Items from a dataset
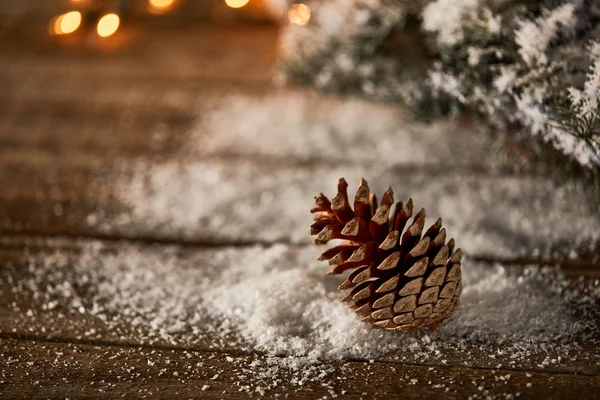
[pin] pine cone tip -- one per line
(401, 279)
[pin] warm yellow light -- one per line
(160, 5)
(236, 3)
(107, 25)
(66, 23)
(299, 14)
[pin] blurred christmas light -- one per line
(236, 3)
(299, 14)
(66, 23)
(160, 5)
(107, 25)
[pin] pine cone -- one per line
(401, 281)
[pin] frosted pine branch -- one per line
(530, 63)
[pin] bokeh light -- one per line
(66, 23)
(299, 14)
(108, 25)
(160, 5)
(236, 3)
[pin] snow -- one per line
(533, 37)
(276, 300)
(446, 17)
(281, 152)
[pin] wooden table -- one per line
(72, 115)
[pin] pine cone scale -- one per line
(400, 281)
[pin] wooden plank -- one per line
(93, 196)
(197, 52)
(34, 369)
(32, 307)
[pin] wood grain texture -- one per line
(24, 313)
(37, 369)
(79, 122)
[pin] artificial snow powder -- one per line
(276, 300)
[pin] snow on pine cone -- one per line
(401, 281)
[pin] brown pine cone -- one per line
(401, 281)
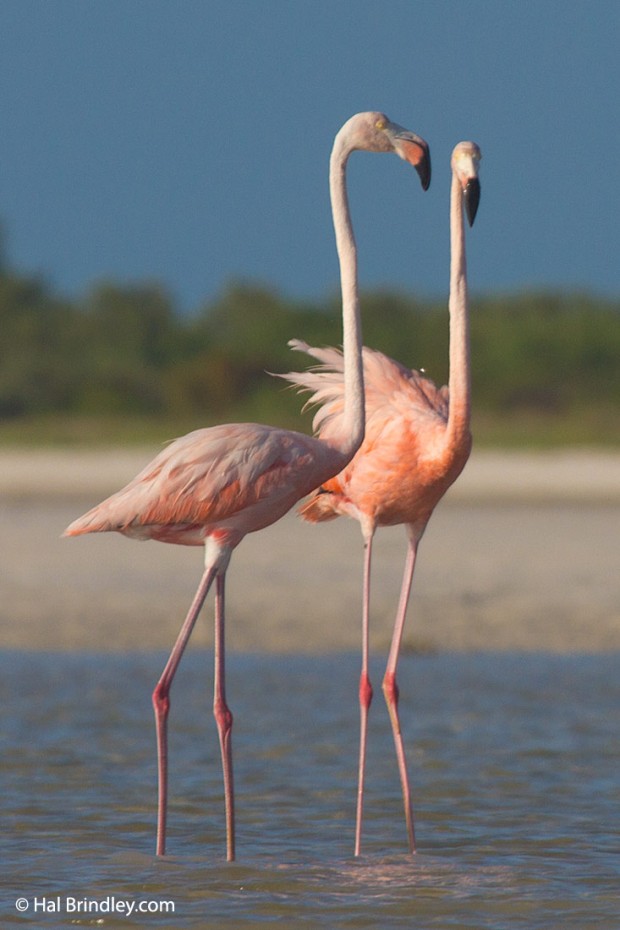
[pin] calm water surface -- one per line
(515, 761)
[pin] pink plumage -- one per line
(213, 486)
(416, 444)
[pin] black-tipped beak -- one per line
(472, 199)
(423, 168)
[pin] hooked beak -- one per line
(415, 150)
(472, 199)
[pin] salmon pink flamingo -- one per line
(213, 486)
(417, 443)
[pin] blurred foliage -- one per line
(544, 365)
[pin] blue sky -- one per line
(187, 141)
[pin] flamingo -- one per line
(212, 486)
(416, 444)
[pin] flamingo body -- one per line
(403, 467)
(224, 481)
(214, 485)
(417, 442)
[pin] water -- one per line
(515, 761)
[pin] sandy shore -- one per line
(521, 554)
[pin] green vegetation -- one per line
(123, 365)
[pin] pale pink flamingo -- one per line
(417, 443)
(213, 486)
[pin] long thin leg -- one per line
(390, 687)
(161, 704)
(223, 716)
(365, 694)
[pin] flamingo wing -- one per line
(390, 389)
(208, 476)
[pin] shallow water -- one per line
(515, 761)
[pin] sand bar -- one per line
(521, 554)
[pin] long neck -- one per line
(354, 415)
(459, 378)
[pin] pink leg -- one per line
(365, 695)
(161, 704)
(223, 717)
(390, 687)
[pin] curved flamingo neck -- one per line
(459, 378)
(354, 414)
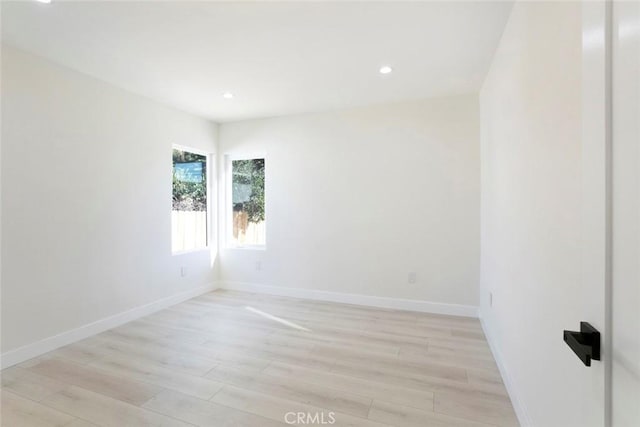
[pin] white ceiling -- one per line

#### Problem to solve:
Please print the data above in its entirety, exactly, but without any picture.

#### Solution to the exercise:
[pin] pine cone tip -- one per line
(401, 279)
[pin] warm yellow light -- one per line
(160, 5)
(236, 3)
(107, 25)
(66, 23)
(299, 14)
[pin] blurred christmas light -- one per line
(236, 3)
(299, 14)
(66, 23)
(160, 5)
(107, 25)
[pin] pine cone -- one per line
(401, 281)
[pin] frosted pine branch -- one per line
(530, 63)
[pin] bokeh light -- one per line
(66, 23)
(299, 14)
(108, 25)
(160, 5)
(236, 3)
[pin] snow -- one per line
(533, 37)
(276, 300)
(446, 17)
(281, 152)
[pin] wooden table -- one per line
(72, 115)
[pin] pine cone scale -- one per line
(400, 281)
[pin] wooden plank -- one per line
(93, 196)
(197, 52)
(34, 369)
(32, 307)
[pin] wood grain texture -- one per line
(24, 313)
(37, 369)
(79, 122)
[pin] artificial snow powder -- one per line
(276, 300)
[pin] snow on pine cone -- one per line
(401, 281)
[pin] brown pine cone -- one per line
(401, 281)
[pin] calm water surface -- one per line
(515, 761)
[pin] pink plumage -- one per line
(213, 486)
(416, 444)
[pin] black-tipped beak -- one per line
(472, 199)
(423, 168)
[pin] hooked beak -- one per line
(415, 150)
(472, 199)
[pin] salmon pink flamingo -- one per line
(213, 486)
(417, 443)
[pin] blurred foliage -- one per line
(544, 365)
[pin] blue sky -- one per line
(187, 141)
[pin] flamingo -- one per line
(212, 486)
(416, 444)
[pin] flamingo body -- one per line
(403, 467)
(224, 481)
(214, 485)
(417, 442)
[pin] water -- one per line
(515, 761)
[pin] sandy shore -- one per line
(521, 554)
[pin] green vegetation -- one per line
(123, 365)
[pin] pale pink flamingo -- one per line
(417, 443)
(213, 486)
[pin] long thin leg -- one per line
(390, 687)
(161, 704)
(223, 716)
(365, 694)
[pin] flamingo wing -- one per line
(390, 389)
(208, 476)
[pin] shallow water -- one per line
(515, 761)
[pin] sand bar -- one per line
(521, 554)
[pin] long neck -- one per line
(354, 415)
(459, 378)
[pin] pink leg -- one per line
(365, 695)
(161, 704)
(223, 717)
(390, 687)
[pin] curved flamingo neck -- one per line
(459, 378)
(354, 414)
[pin] white ceiling -- one per line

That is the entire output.